START PASSAGE FOR REVIEW

Temporary Disability payments are given to workers unable to perform their usual job while recovering.
Permanent Disability benefits are provided when a doctor diagnoses an injured worker as unable to recover fully from the injury. The payout amount depends on the permanent disability rating, the injury sustained, the worker’s age, and occupation. Some employees may be eligible for life pension payments based on their injury or illness.
Supplemental Job Displacement
Supplemental Job Displacement benefits cover retraining costs if the injured worker returns to work but cannot perform their original job.
Death benefits are provided to the family of an employee who loses their life due to a work-related injury or illness.
The claims process
- Report the Injury/Illness to the Employer: Workers should report to their immediate supervisor and/or the management team as soon as possible. If the injury develops gradually, notify the team as soon as you believe it is job-related.
- Get emergency treatment if necessary.
- Complete the “employee” section of the claim form and submit it to the employer for them to complete the “employer” portion. The employer then submits the form to the claim administrator in the insurance company.
- Upon filing the claim, the insurance company has 90 days to accept or deny it. If the insurance company doesn’t provide an outcome, the injury is eventually accepted.

END PASSAGE FOR REVIEW

§ YOUR ASSIGNMENT: Resume the text on workers' compensation benefits and the claims process, picking up right after its last sentence.

START ENTRIES SHOWN

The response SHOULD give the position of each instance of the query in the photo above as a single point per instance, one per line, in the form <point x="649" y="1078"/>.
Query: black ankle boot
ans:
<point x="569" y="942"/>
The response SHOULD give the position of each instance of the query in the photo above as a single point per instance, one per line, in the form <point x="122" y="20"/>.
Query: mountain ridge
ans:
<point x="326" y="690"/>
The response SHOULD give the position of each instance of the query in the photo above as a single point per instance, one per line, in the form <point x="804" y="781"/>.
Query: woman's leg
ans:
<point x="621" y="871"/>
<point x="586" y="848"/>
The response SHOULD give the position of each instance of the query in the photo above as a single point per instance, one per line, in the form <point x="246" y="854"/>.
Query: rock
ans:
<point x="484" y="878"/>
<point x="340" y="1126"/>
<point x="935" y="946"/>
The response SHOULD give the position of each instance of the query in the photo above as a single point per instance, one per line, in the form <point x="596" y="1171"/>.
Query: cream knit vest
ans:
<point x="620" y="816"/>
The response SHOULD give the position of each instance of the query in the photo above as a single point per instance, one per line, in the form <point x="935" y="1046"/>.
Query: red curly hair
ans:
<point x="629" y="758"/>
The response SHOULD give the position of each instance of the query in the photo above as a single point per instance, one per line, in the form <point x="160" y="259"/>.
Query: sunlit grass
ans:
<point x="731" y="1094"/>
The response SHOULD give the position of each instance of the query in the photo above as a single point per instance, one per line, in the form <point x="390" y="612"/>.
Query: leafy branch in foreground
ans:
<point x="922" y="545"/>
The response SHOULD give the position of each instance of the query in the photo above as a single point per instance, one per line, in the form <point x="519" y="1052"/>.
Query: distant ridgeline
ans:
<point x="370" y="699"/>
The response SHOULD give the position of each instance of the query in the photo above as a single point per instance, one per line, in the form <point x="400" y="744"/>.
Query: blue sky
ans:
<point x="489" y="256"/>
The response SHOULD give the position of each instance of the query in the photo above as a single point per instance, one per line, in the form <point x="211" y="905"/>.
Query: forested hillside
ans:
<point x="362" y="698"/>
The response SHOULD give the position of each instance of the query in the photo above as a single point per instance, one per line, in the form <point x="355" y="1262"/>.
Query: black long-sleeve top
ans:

END ENTRIES SHOWN

§ ANSWER SECTION:
The insurance company will provide the injured worker with the following documents:
- Claim acceptance or denial letter
- Medical treatment appointment information
- Medical evaluation appointment information
- Payment summary for Permanent or Temporary disability with their rates
- Within one working day of learning about the injury, provide the employee with a Workers’ Compensation Claim Form (DWC-1) and notice of potential eligibility.
- Instruct the employee to complete the “employee” section of the form and return it to the employer.
- After receiving the form from the employee, complete the “employer” section and send the duly completed form to the insurance company. Provide a copy to the employee.
- Submit Form DLSR 5020 (Employer’s Report of Occupational Injury or Illness) to the insurance company or administrator within five working days after receiving the employee’s notification.
- Within one working day of learning about the employee’s claim, approve medical treatment of up to $10,000.
Pre-Designating a Doctor
In general, injured workers must be treated by the Medical Provider Network (MPN) provided by their employer. MPN has physicians approved by the Workers’ Compensation insurance company for treating injured employees.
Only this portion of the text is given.